• [Provided text]
Katie Cassidy and Stephen Amell in ARROW - Season 2 - "League of Assassins"  | © 2013 The CW/Michael Courtney

Katie Cassidy and Stephen Amell in ARROW - Season 2 - "League of Assassins" | © 2013 The CW/Michael Courtney

Stars:  Stephen Amell, Katie Cassidy, Paul Blackthorne, Susanna Thompson, Willa Holland, David Ramsey, Emily Bett Rickards, Manu Bennett, Colton Haynes, Celina Jade, Summer Glau, Caity Lotz, Bex Taylor-Klaus, Kevin Alejandro
Writer
: Jake Coburn & Drew Z. Greenberg
Director
: Wendey Stanzler
Network:
The CW, airs Wednesday Nights
Original Telecast
: November 6, 2013

ARROW takes on issues of guilt, forgiveness and redemption in this week’s episode, “League of Assassins.”   And while the episodes’ two main storylines nicely illustrate the agony and self doubt that result from a guilty conscience, I find myself wondering once again whether it’s wise for ARROW to keep focusing on the tortured souls of its characters to this degree.  The process always seems to give the show a heaviness it can’t completely absorb.

“League of Assassins” starts with a flashback to the focal moment of the entire series:  The sinking of the Queen family yacht six years prior to the current story.  A younger Oliver Queen (Stephen Amell) and Sara Lance (Caity Lotz) are enjoying some pillow talk as they carry on with their secret affair on board the Queen’s Gambit.  This is basically the “original sin” of this series, since Oliver is the boyfriend of Sara’s sister, Laurel (Katie Cassidy), and the episode begins with Sara on the phone with her father, Quentin (Paul Blackthorne), lying through her teeth about where she is and what she’s doing, and then referring to Dad as “clueless, as always,” once the phone’s down and she’s alone with Oliver.  Both of these characters are spoiled and reckless, but in moments they will pay for their sins in a truly disproportionate way.  The weather gets rough and suddenly both are thrown off the bed and separated.  Then the hull is breached and Sarah gets swept out into the open water, while Oliver ostensibly goes down with the ship.

He doesn’t go down, of course – we know Oliver escapes with his father on a life raft, which ultimately takes him, (after his father’s subsequent suicide), onto Lian Yu Island, where the remainder of his next five years will be a constant struggle to survive.   But it looks like Sarah might have actually gotten the worse end of the deal, because she floats on the open ocean on one of the boat’s doors until she sees A) A CGI Canary, and B) The mysterious torture freighter from previous flashbacks.

• [Supplied material]
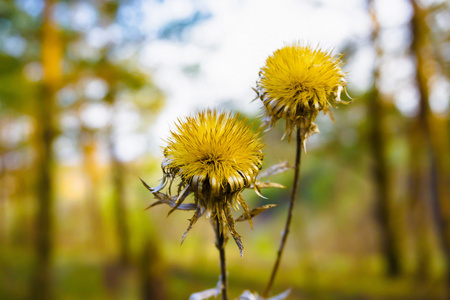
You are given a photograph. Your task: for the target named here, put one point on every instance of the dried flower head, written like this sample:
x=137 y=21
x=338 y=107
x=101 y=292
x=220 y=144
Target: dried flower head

==

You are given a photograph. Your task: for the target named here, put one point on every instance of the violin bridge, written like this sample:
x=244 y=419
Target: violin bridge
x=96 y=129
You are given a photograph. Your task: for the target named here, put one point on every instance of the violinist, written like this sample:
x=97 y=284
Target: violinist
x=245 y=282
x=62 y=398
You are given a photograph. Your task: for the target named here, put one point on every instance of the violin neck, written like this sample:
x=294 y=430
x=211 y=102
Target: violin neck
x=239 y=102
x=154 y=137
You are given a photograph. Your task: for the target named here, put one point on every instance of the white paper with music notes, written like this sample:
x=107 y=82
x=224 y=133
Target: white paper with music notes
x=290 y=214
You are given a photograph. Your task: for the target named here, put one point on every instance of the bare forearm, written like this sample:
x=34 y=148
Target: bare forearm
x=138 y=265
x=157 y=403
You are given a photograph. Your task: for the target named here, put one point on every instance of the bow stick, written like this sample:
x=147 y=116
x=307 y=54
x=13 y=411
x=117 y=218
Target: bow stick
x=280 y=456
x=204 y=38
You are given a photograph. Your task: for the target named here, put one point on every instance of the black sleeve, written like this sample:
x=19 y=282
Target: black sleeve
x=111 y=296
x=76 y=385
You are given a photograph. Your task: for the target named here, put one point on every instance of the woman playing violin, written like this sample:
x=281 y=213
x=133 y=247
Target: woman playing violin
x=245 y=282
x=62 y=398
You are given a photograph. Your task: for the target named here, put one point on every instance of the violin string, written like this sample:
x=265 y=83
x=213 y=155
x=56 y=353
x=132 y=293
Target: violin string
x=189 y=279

--

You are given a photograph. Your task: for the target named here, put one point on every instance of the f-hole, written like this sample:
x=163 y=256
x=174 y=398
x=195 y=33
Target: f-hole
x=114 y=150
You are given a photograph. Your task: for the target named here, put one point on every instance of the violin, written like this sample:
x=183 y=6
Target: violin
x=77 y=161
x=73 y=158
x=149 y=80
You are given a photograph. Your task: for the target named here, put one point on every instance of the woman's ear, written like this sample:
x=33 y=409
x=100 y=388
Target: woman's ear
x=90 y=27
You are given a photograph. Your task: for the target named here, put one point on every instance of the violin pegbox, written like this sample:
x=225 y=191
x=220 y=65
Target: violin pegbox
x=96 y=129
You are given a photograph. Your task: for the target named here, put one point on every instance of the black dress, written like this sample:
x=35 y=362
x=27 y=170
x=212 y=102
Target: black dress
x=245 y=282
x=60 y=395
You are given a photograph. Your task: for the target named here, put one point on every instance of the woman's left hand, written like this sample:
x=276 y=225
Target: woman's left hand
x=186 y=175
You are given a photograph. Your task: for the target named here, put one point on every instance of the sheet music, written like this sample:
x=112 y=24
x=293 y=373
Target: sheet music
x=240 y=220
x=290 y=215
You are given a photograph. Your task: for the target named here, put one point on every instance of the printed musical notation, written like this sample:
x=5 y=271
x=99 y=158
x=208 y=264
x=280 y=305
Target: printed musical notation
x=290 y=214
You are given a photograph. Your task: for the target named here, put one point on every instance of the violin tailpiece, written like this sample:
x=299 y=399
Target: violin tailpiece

• [Task 1] List each character named in the paragraphs of the ARROW episode review above, along with the actor credited for that role.
• [Task 2] Write out the passage of the ARROW episode review between "ARROW takes on" and "can’t completely absorb.", inclusive.

• [Expected output 1]
- Oliver Queen: Stephen Amell
- Sara Lance: Caity Lotz
- Laurel: Katie Cassidy
- Quentin: Paul Blackthorne

• [Expected output 2]
ARROW takes on issues of guilt, forgiveness and redemption in this week’s episode, “League of Assassins.”   And while the episodes’ two main storylines nicely illustrate the agony and self doubt that result from a guilty conscience, I find myself wondering once again whether it’s wise for ARROW to keep focusing on the tortured souls of its characters to this degree.  The process always seems to give the show a heaviness it can’t completely absorb.